_To do_
Pull out every line of the listing below that contains the word "noun", matching case exactly.
--- Dataset rows ---
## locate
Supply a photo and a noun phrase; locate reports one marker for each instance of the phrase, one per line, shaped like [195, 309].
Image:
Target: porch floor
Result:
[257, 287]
---
--- Dataset rows ---
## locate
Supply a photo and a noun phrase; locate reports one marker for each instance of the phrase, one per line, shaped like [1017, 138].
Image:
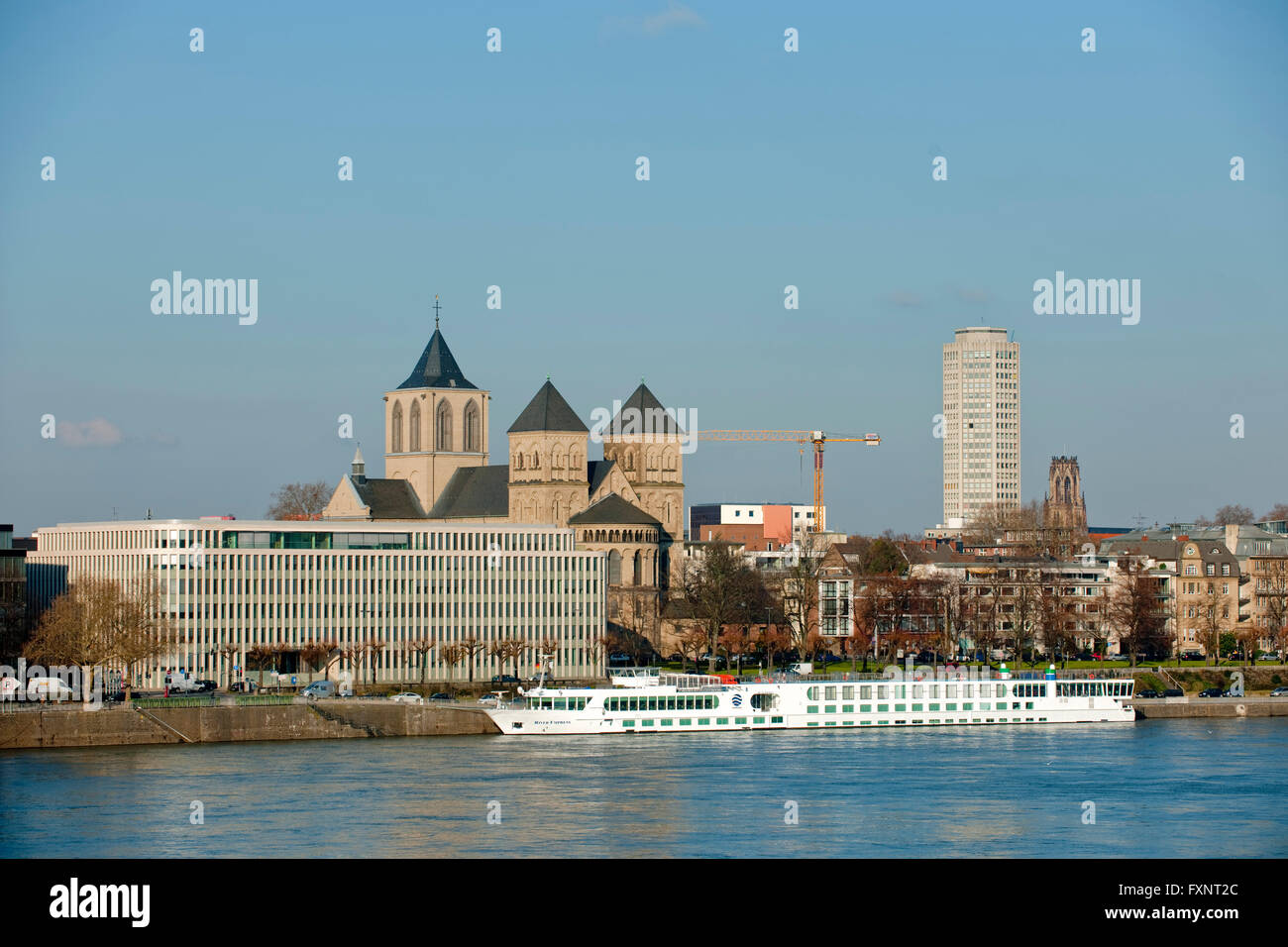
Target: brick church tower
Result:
---
--- Dataset rows ---
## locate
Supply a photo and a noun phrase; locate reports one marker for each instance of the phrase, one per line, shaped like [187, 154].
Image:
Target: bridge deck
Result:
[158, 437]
---
_Exercise response_
Supply a photo and a noun phrase; locate reports one marker for each instance of the phrase, one per line, shaped like [195, 309].
Supply a photo and a noun phrase; locate reports one marker for each instance of the phrase, one per line, shaped like [1017, 138].
Supply a photo and a noun phrase; locate reports one marker for each instance of the phrase, one per line, shaped like [187, 154].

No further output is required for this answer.